Exercise instructions> Reproduce verbatim every line of the material from the line containing "find white price" through the final line, and output nothing else.
***
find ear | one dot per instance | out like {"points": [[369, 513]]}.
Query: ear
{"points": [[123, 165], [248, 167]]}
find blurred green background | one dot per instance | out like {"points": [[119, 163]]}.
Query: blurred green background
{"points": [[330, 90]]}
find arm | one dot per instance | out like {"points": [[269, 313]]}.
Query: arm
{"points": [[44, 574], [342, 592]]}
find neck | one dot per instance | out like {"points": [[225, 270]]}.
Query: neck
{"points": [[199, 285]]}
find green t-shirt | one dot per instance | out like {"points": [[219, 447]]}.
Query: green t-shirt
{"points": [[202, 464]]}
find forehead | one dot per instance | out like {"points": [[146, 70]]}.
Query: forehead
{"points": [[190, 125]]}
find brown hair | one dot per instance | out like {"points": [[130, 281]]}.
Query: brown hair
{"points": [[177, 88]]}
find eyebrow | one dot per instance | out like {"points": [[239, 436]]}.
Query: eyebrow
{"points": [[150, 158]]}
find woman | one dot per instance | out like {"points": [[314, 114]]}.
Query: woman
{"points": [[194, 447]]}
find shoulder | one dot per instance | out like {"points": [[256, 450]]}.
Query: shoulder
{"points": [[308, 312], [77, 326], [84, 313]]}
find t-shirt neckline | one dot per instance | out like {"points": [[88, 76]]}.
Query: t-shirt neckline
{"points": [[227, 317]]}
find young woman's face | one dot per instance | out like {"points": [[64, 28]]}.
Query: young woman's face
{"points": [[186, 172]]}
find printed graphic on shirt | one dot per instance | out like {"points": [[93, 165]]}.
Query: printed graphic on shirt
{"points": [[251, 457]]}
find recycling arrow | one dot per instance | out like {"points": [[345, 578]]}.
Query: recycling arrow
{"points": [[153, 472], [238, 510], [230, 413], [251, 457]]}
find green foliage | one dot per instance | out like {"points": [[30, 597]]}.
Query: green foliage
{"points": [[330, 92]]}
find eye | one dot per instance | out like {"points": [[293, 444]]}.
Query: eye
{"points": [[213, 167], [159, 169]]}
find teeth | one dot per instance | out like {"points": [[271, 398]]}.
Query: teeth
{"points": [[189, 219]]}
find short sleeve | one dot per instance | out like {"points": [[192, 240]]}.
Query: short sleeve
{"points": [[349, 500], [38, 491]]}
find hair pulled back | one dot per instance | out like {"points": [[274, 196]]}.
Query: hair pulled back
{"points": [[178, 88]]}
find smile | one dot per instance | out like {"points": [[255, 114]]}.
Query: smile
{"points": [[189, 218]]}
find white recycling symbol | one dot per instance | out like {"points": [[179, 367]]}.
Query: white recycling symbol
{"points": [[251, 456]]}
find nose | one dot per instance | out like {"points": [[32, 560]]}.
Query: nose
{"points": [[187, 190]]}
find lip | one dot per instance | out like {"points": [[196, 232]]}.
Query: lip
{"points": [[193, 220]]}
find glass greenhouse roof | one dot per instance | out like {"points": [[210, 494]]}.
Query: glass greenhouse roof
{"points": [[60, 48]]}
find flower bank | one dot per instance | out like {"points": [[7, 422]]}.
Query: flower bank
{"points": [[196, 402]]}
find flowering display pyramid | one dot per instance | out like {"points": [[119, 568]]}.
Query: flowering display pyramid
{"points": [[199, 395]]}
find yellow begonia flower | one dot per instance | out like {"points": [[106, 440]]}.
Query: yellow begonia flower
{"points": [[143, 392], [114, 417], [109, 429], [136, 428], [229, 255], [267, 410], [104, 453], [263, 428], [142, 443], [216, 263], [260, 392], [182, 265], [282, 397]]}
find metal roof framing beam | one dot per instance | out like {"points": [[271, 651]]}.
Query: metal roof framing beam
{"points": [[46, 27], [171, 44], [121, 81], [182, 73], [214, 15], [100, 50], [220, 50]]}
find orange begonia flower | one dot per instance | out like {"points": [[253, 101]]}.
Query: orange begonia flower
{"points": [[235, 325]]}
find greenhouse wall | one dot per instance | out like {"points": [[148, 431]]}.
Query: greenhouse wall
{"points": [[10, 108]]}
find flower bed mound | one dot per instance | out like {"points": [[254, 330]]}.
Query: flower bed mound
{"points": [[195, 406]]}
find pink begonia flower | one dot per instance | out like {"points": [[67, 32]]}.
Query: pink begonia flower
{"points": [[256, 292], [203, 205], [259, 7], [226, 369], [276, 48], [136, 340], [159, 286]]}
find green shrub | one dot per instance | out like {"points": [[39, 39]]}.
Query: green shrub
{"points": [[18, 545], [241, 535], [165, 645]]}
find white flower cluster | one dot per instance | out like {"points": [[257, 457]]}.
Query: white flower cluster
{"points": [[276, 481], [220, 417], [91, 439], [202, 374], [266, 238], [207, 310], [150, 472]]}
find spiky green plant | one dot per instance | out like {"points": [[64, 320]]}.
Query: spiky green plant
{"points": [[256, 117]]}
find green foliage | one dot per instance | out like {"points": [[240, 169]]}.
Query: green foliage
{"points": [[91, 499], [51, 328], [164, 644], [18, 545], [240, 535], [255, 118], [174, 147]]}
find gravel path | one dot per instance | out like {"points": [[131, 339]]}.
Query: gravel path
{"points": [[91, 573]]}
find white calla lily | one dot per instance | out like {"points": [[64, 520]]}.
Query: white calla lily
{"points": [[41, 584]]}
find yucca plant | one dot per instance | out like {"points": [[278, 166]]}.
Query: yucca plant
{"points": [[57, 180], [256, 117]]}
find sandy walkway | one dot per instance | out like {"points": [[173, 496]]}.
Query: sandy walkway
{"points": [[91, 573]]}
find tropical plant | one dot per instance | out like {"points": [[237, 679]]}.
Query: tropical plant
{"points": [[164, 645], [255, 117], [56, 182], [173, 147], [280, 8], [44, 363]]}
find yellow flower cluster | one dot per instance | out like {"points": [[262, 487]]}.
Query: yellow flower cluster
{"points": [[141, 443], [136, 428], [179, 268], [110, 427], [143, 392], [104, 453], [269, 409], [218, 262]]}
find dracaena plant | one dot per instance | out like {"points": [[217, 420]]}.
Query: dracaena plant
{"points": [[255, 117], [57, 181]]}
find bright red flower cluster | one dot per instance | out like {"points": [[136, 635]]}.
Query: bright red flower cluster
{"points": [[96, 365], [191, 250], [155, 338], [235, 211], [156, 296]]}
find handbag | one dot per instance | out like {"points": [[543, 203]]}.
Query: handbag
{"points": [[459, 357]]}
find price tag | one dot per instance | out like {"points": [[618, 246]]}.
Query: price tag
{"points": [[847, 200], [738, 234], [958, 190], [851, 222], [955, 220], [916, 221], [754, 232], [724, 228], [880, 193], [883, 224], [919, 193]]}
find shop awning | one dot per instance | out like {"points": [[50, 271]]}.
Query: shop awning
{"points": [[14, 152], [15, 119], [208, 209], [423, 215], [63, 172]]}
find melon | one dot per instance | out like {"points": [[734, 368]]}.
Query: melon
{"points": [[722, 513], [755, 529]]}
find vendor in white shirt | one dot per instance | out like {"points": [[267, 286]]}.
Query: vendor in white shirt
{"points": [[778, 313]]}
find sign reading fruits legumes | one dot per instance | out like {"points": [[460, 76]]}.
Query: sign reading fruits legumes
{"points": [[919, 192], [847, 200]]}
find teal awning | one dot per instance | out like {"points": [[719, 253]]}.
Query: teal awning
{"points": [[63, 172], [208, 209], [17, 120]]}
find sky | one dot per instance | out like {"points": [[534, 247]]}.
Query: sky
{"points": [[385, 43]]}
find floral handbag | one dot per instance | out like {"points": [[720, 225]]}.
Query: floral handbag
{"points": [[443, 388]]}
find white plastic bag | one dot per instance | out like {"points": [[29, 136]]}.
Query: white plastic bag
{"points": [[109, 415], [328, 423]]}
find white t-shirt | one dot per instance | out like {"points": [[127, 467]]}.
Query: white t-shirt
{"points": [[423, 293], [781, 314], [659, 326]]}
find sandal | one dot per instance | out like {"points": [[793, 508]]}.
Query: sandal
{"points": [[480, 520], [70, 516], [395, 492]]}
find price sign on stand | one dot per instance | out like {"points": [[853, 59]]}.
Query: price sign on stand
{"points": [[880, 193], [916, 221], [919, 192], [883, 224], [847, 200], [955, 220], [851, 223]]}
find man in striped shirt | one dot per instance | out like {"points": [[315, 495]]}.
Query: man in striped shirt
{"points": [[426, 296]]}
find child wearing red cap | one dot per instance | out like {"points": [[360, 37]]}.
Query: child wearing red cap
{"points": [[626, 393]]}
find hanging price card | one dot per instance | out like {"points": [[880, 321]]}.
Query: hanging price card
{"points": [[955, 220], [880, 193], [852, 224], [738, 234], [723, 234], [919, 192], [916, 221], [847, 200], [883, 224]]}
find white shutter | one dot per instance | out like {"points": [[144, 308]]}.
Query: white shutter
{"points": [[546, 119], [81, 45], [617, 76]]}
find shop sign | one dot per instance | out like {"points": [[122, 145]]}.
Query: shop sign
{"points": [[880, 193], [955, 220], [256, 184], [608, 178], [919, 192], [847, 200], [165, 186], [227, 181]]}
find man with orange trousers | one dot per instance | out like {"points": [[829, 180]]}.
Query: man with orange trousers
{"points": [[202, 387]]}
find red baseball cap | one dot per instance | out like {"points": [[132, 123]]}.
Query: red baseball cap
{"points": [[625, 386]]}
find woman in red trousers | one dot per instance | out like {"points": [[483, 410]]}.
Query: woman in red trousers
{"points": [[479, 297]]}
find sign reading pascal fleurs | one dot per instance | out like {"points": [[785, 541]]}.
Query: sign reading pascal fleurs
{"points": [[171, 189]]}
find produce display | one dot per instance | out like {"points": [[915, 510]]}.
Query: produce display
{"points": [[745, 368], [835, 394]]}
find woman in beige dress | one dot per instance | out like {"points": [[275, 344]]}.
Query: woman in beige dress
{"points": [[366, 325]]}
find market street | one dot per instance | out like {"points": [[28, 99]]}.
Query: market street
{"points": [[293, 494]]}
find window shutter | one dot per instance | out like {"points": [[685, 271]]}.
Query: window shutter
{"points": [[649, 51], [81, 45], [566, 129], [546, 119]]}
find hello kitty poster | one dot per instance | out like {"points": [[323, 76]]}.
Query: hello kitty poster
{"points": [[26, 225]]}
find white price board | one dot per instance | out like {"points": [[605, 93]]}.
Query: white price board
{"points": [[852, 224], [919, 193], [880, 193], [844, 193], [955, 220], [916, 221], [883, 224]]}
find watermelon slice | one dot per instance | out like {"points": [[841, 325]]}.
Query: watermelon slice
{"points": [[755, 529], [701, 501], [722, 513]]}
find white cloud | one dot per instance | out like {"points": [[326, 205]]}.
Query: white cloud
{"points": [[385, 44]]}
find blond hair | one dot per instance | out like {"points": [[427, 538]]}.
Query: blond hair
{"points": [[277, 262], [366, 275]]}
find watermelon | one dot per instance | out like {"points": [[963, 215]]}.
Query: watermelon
***
Worked solution>
find white price board | one dot per instance | out like {"points": [[605, 93]]}.
Query: white price board
{"points": [[852, 224], [919, 193], [880, 193], [844, 193], [955, 220], [916, 221], [883, 224]]}
find watermelon slice | one dot per instance | out like {"points": [[841, 325]]}.
Query: watermelon slice
{"points": [[755, 529], [701, 501], [722, 513]]}
find white cloud | one dot per instance | out like {"points": [[326, 205]]}.
Query: white cloud
{"points": [[385, 44]]}
find blond hair | one dot per instance | out like {"points": [[427, 538]]}.
Query: blond hair
{"points": [[277, 262], [366, 275]]}
find watermelon | one dot per instance | out like {"points": [[963, 215]]}.
Query: watermelon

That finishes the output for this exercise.